EXERCISE GOAL: Using the listing below, keep only the lines with the word "concrete" and copy them.

EXTRACTED INFORMATION:
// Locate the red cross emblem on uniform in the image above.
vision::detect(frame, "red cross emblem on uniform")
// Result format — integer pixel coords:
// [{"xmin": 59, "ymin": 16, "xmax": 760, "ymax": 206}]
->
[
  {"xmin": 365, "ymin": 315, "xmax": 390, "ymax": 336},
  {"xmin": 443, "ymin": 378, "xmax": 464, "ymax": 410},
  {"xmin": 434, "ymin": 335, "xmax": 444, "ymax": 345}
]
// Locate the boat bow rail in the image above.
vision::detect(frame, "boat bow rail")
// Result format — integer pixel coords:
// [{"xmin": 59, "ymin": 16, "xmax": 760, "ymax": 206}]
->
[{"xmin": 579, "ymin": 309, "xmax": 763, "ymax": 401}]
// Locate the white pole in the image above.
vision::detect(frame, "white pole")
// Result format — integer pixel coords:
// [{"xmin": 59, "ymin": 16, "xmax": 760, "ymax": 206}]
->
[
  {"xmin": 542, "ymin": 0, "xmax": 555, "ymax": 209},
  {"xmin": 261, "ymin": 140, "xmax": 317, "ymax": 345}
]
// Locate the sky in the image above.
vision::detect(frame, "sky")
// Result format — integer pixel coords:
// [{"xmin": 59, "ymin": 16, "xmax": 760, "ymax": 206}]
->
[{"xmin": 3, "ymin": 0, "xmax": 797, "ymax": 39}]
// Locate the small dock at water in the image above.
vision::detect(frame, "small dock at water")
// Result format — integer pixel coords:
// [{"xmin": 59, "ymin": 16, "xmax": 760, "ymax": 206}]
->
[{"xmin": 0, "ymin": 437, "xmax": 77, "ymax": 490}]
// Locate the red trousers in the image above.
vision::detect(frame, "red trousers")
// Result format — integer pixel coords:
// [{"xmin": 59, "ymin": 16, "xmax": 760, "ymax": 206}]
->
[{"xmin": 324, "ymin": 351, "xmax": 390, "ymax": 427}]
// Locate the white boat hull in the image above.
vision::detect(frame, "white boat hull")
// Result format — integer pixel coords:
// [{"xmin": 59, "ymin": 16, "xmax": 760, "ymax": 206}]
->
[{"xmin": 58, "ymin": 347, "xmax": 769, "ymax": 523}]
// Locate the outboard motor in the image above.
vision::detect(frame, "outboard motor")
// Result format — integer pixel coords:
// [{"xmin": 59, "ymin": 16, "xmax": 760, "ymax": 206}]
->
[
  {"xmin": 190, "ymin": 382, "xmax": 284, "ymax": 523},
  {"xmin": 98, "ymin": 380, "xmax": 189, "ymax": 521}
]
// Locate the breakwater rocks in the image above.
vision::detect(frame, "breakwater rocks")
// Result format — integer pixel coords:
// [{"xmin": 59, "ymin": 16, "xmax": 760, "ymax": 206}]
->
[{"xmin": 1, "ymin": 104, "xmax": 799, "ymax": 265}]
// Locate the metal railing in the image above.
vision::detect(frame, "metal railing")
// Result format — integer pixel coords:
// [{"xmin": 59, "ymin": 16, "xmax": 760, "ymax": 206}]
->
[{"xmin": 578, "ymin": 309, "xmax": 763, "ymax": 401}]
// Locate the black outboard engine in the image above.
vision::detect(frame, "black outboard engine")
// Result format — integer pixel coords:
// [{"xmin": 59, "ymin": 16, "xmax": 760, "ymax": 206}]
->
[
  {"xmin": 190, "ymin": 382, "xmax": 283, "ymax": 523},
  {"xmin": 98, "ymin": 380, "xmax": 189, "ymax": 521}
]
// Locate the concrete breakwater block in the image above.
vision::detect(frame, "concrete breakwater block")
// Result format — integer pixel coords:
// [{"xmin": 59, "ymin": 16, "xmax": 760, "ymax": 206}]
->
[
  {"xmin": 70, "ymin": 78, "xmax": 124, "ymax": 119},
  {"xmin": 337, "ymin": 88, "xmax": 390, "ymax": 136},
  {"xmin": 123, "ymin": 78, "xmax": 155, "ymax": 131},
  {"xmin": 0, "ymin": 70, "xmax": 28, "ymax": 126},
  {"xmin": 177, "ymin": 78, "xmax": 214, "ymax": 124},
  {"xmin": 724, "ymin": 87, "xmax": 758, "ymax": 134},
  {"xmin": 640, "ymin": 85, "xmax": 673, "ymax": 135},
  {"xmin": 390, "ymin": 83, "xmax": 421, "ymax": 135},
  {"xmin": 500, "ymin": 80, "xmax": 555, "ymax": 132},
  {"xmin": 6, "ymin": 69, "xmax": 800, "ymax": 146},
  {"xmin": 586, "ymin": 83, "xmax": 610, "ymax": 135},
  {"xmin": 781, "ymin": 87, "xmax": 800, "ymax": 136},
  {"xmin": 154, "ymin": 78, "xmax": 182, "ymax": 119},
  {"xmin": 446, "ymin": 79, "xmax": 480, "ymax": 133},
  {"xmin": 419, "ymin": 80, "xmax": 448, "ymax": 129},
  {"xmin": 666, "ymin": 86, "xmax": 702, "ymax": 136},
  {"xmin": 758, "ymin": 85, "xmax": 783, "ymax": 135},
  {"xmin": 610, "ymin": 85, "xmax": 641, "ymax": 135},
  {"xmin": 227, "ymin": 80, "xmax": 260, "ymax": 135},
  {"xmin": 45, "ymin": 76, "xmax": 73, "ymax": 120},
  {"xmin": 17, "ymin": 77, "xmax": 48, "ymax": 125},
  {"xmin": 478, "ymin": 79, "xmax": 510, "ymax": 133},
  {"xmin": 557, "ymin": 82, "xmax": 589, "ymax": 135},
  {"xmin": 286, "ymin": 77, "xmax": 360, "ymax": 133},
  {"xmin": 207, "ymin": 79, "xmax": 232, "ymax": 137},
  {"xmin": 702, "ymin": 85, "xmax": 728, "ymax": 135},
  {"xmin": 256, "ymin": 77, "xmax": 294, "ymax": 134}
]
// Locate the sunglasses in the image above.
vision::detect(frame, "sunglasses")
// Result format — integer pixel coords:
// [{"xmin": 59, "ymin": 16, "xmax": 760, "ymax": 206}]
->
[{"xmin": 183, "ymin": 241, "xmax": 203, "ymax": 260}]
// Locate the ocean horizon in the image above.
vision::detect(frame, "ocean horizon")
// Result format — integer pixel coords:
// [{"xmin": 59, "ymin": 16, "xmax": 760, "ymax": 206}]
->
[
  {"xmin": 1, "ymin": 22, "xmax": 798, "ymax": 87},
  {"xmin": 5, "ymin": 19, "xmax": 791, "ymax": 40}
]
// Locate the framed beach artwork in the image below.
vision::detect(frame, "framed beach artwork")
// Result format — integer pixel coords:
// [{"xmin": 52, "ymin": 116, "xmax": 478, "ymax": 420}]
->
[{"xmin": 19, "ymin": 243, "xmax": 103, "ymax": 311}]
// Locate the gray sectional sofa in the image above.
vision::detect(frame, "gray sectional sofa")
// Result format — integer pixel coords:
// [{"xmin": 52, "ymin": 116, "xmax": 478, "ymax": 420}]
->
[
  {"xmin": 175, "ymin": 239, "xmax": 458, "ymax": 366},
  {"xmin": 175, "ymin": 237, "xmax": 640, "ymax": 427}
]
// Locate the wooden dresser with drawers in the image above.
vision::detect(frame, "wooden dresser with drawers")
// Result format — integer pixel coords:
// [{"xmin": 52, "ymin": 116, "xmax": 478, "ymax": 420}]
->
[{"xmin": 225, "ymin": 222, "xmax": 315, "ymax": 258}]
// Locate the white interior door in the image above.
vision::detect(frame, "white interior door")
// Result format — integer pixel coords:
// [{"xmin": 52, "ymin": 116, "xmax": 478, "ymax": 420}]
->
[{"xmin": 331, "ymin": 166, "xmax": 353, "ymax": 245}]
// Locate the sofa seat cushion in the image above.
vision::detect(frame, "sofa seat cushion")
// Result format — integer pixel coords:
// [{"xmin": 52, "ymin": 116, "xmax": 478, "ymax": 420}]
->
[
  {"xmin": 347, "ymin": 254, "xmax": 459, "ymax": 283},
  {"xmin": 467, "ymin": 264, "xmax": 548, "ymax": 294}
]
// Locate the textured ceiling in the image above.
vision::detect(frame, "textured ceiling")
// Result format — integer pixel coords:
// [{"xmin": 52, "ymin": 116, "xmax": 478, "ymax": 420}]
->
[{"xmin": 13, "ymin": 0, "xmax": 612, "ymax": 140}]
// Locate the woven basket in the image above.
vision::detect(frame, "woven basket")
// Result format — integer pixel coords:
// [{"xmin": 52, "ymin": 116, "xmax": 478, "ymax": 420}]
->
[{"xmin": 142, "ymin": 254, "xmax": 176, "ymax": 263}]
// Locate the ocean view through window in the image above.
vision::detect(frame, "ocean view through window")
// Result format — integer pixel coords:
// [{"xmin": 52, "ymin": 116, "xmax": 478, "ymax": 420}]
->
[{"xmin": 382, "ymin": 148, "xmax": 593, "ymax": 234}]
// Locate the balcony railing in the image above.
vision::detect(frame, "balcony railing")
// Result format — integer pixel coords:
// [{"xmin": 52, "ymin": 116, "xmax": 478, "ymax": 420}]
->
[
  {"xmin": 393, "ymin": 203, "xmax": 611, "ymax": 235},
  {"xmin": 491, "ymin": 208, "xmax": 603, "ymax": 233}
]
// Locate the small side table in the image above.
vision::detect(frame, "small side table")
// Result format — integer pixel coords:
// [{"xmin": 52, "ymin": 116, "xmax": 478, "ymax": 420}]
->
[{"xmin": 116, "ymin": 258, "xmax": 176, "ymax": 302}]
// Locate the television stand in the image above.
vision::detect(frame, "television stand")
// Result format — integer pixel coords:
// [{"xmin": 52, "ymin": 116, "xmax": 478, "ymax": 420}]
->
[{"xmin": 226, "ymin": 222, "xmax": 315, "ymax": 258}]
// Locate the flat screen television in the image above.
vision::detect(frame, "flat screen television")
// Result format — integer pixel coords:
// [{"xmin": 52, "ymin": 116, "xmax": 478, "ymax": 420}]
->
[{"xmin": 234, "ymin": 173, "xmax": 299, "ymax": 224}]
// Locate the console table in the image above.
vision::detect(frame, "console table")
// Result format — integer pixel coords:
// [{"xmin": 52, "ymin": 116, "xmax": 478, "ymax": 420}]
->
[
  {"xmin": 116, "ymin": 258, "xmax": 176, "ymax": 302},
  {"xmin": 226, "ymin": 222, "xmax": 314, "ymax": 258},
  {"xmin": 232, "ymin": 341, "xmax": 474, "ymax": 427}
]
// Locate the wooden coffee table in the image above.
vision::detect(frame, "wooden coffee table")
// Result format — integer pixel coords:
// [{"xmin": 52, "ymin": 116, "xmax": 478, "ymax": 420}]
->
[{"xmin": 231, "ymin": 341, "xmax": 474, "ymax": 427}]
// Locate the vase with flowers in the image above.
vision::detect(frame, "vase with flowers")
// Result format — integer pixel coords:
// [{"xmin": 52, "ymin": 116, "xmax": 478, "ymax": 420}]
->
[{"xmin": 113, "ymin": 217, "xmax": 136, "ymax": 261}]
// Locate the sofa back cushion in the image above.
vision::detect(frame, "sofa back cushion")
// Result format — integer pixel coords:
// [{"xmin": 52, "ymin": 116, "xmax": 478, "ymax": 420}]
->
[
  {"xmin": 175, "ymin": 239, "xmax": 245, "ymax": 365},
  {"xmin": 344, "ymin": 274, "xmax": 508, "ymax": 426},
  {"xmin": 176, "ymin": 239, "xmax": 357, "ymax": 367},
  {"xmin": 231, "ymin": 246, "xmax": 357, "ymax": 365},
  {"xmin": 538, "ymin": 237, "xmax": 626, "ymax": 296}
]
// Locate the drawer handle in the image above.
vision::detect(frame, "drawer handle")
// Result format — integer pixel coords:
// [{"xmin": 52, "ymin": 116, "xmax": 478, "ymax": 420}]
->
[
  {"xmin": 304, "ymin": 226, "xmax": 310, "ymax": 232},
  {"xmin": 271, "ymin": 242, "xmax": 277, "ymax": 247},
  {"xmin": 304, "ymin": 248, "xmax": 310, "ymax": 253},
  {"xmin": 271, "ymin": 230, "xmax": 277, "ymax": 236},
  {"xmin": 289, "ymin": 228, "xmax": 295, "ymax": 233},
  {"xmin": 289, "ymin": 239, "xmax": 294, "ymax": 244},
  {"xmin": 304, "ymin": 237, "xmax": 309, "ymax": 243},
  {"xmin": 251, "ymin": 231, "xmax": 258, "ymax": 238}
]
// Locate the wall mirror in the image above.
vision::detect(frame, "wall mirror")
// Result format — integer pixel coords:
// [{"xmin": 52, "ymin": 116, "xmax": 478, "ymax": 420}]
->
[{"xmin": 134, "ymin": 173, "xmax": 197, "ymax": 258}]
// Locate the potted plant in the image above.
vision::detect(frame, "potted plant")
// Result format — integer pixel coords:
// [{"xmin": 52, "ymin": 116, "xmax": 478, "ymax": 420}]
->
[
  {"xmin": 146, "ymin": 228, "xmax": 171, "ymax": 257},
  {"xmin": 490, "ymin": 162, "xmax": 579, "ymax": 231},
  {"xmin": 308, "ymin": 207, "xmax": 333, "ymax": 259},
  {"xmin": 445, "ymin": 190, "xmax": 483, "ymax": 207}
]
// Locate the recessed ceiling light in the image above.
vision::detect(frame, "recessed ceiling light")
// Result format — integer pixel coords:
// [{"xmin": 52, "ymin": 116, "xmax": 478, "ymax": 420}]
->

RESPONSE TO THIS TASK:
// Locate the concrete breakwater block in the image above.
vision::detect(frame, "concrete breakwater block")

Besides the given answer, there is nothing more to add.